**AIM OF THE TASK:** Collect each line of the entries below that contains the string "like", and copy those lines in full.

**RECORD EXCERPTS:**
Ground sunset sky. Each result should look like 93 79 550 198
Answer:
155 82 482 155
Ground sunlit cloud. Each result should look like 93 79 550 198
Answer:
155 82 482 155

**ANSWER TO THIS PROBLEM:**
Ground sunset sky. Each result should look like 93 79 550 198
Ground sunlit cloud. Each result should look like 93 79 550 198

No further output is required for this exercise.